__Preguntas__.
1. ¿Qué sexenios menciona el texto sobre la Guardia Nacional como regímenes abiertamente represivos?
2. Escribe la continuación del texto sobre la Guardia Nacional a partir del punto donde termina.

__Texto del ejercicio__.
::::::::::

El problema de todo ello es, no obstante, que
tanto con las concesiones ofrecidas de manera directa a la milicia
(concediéndole el privilegio de securitizar la cadena de valor de los
hidrocarburos) cuanto con las prebendas indirectas (en el caso de la
formación de una Guardia Nacional que normalice el actuar del ejército,
la marina y la fuerza aérea en la vida pública nacional), lejos de
consolidarse un esquema de cooperación mutua en el que todo ello evite
que el ejército se oponga al gobierno federal, en realidad está
alimentando una estructura de poder —que ya es toda ella megalomaníaca—
que justo por el robustecimiento por el que se encuentran atravesando
pone en cuestión que el gobierno actual cuente con la capacidad para
contener su fortaleza —sobre todo en los momentos en los que el apoyo
popular al gobierno ya no sea tan grande y apabullante como para
proteger cada decisión de Obrador y su plataforma. Y más aún, pone en
cuestión el uso que a ese cuerpo militarizado se le conferiría en
regímenes abiertamente represivos, como lo fueron los sexenios de
Calderón y de Peña Nieto.
Insistir en el argumento de que la
Guardia Nacional es el síntoma más claro de la renuncia del Estado a
resolver tanto la violencia criminal como la violencia social por una
vía que no involucre a instituciones especializadas en lidiar con todo
conflicto social por la vía del disciplinamiento colectivo y del
ejercicio de las armas ya es un lugar común en el debate general. Sin
embargo, no es inútil insistir en que las consecuencias que se
desprenden de ello no se resuelven sólo con ratificar el mando civil
sobre el ejército y anular el fuero militar para juzgar a los efectivos
castrenses en tribunales civiles. Menos aún apelando al argumento de que
la regeneración moral y ética del servicio público y de la actividad
gubernamental son pesos y contrapesos suficientes para no hacer un uso
ilegitimo de las funciones militares sobre la sociedad.

::::::::::

__Información__.
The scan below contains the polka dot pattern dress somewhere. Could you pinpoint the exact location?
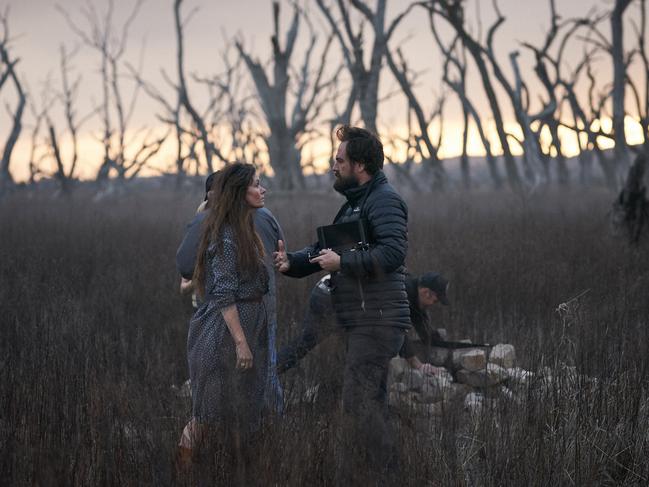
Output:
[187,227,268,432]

::::::::::

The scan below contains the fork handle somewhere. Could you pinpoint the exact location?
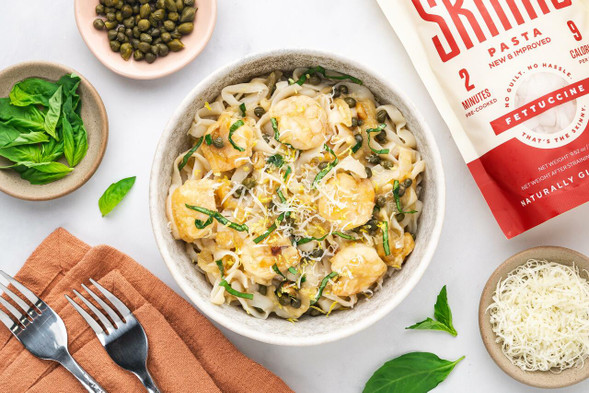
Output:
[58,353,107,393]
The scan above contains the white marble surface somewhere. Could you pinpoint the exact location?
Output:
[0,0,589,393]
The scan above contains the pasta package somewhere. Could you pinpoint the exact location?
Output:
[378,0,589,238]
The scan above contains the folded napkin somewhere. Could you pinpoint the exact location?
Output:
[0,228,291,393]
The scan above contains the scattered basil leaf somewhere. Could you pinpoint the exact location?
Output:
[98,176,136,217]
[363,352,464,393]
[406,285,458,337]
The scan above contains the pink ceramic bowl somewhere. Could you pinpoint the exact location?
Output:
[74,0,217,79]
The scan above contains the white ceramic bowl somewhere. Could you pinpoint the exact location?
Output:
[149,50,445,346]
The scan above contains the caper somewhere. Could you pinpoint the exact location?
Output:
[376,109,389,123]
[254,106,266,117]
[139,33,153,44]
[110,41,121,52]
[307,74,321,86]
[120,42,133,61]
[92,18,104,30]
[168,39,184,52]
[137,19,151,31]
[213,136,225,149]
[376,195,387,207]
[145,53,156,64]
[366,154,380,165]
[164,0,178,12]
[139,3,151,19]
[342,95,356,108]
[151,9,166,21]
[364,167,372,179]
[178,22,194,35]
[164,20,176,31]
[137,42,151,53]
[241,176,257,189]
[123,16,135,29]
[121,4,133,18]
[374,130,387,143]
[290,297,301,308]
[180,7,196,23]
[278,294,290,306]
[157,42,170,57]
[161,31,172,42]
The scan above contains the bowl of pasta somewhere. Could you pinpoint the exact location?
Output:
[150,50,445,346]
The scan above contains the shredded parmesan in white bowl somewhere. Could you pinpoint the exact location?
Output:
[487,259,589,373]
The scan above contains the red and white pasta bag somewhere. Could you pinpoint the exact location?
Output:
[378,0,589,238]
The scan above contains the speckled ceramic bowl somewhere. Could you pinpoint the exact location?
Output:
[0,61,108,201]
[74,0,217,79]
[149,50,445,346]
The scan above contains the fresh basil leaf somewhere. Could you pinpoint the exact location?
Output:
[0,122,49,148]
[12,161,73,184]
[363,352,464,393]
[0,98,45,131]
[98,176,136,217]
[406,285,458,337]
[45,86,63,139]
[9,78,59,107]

::::::::::

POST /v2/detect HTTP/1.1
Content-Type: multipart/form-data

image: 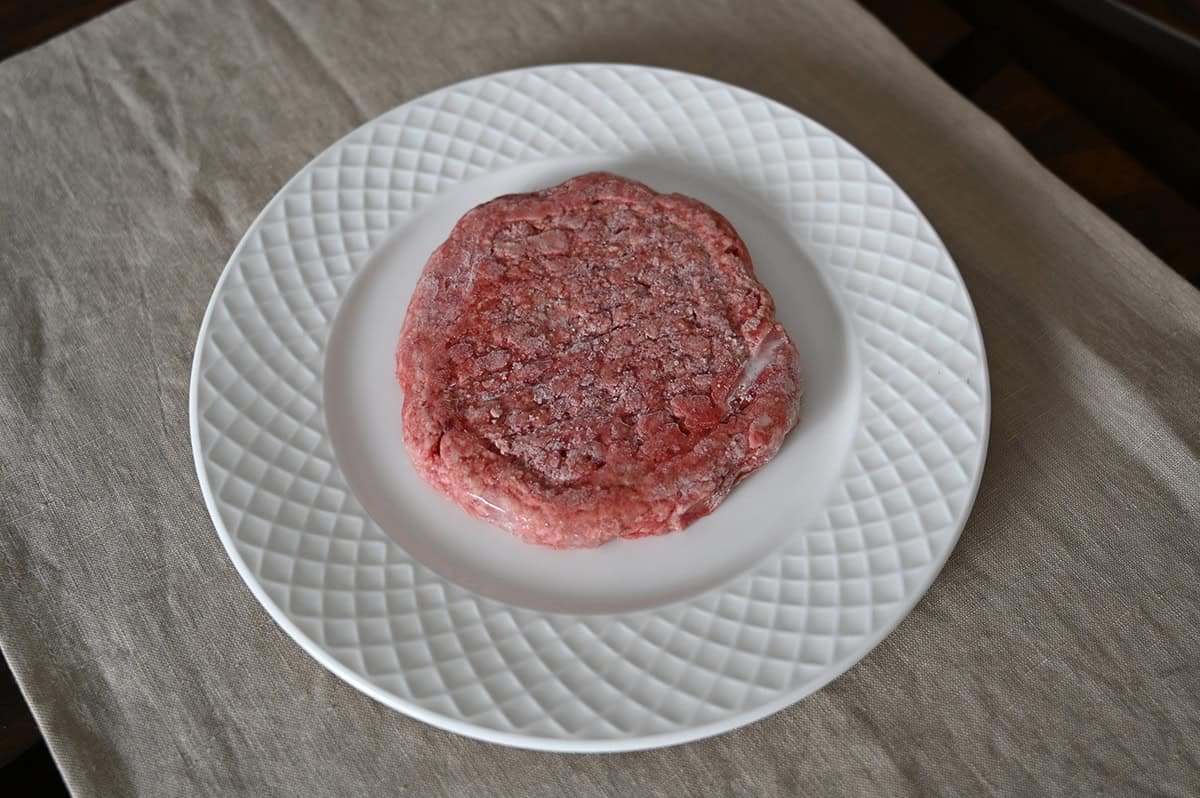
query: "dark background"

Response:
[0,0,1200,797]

::::::::::

__Respuestas por tarea__.
1. Los sexenios de Calderón y de Peña Nieto.

2.
Ya desde
la campaña presidencial, López Obrador evidenció que los tres sectores
con los que mayores, más profundos y estables acuerdos se debían
establecer si quería, primero, llegar a ser presidente de México; y
luego, llegar a gobernar sin mayores contratiempos; son, por orden de
importancia, el empresariado nacional e internacional, las instituciones
militares y las burocracias de los tres niveles de Gobierno en los tres
poderes públicos. Sobre el primer grupo de poder, la ecuación se ha
venido resolviendo por la vía de una plataforma económica rentista y
extractivista que privilegia macroproyectos de infraestructura del tipo
del Tren Maya y las múltiples centrales generadoras de energía
(refinerías e hidroeléctricas). Respecto de las burocracias, la tensión
ha sido más abierta, en particular por causa del plan de austeridad que
busca reencausar recursos públicos hacia programas sociales clientelares
y que en el medio ha implicado eliminar a una proporción importante de
trabajadores públicos.
El caso del ejército, la marina y la fuerza
aérea, sin embargo, transita por una vía independiente. Y lo trágico de
esta vía es que, a pesar de los años tan dolorosos que fueron para el
país aquellos de la guerra en contra del narcotráfico (y que la mayor
parte de las ocasiones terminó siendo una guerra abierta en contra de la
población en general), la poca legitimidad con la que se habían quedado
las fuerzas armadas del país hoy ya ha invertido su signo político, y
cada vez más resultan ser las instituciones con mayor legitimidad,
incluso, entre los sectores de izquierda que antaño eran los más
críticos de su despliegue masivo por los espacios públicos del país. El
reformismo del gobierno de López Obrador, en este sentido, ha sido tan
apabullante que ha logrado anestesiar el debate crítico sobre sus
decisiones, y el grueso y el núcleo duro de ese anestesiamiento se
concentra, hoy, justo sobre la izquierda, y no sobre esa oposición de
derecha que hoy no se cansa de enarbolar banderas de izquierda para
construir un imaginario colectivo nacional en el que la Cuarta Transformación sea representación de la derecha y el conservadurismo.